**** Records provided

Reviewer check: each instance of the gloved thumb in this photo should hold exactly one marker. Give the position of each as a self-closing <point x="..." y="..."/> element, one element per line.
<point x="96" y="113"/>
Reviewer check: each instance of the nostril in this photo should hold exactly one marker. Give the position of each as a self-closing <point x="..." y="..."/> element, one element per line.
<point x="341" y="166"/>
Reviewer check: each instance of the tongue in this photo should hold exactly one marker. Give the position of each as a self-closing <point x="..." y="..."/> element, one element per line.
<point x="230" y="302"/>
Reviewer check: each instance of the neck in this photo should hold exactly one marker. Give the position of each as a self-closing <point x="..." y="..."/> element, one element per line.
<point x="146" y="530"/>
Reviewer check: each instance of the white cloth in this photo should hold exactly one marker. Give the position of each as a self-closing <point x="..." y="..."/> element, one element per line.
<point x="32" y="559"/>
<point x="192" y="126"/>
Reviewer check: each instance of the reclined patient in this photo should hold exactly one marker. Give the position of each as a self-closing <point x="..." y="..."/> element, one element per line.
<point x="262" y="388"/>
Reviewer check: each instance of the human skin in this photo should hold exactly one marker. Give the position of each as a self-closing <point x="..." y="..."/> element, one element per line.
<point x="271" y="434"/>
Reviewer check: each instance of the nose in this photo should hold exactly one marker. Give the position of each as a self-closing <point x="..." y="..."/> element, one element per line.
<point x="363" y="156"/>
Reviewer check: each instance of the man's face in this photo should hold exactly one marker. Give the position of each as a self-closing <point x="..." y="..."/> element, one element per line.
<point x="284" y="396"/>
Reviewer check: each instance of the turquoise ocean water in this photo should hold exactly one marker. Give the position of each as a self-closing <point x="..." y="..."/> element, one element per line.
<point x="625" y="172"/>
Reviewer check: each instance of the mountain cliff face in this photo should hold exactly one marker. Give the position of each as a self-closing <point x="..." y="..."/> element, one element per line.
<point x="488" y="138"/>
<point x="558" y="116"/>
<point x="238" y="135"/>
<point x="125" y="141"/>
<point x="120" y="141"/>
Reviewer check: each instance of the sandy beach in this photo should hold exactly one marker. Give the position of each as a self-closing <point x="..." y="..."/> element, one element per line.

********

■ **Aim of the task**
Copy out the data shown above without altering anything.

■ **Right answer**
Reviewer check: each instance of the gloved thumb in this photo should hold exactly one marker. Give the position of each as a self-closing <point x="..." y="..."/> element, one element per line.
<point x="96" y="113"/>
Reviewer check: each instance of the nostril in this photo should hold exactly one marker. Give the position of each as a self-closing <point x="..." y="..."/> element, one element per line.
<point x="341" y="166"/>
Reviewer check: each instance of the tongue in this photo should hold exactly one marker. Give the position of each as a self-closing <point x="..." y="..."/> element, one element per line.
<point x="230" y="302"/>
Reviewer check: each instance of the neck in this photo should hold exactly one marker. Give the position of each as a self-closing <point x="..." y="..."/> element, one element per line.
<point x="146" y="530"/>
Reviewer check: each instance of the white cloth in this photo should hold exactly one marker. Give the position of each as a self-closing <point x="..." y="..."/> element, one element per line.
<point x="32" y="559"/>
<point x="192" y="126"/>
Reviewer check: each instance of the reclined patient in this photo should hold exactly one marker. Give the position of each as a self-closing <point x="..." y="..."/> element, one element per line.
<point x="262" y="388"/>
Reviewer check: each instance of the human skin in this photo should hold exactly one marker. Give the position of each as a self-closing <point x="..." y="..."/> element, one element per line.
<point x="271" y="434"/>
Reviewer check: each instance of the nose in this photo should hold exactly one marker. Give the position of each as a self-closing <point x="..." y="..."/> element, one element per line.
<point x="363" y="156"/>
Reviewer check: each instance of the man's face in this photo should hold exactly one marker. Give the position of each as a self-closing <point x="..." y="..."/> element, one element per line.
<point x="284" y="396"/>
Reviewer check: each instance of the turquoise ocean water in this photo should hold exactly one marker. Give the position of each as a self-closing <point x="..." y="..."/> element, one element per line.
<point x="625" y="172"/>
Reviewer check: each instance of the mountain cliff face in this photo should hold exactly one marker. Give the position of each as a self-closing <point x="..." y="..."/> element, one element per line.
<point x="488" y="138"/>
<point x="558" y="116"/>
<point x="238" y="135"/>
<point x="125" y="141"/>
<point x="120" y="141"/>
Reviewer check: each instance of the sandy beach in this photo should hold exactly one marker. Give the position of each as a self-closing <point x="..." y="..."/> element, one element per line.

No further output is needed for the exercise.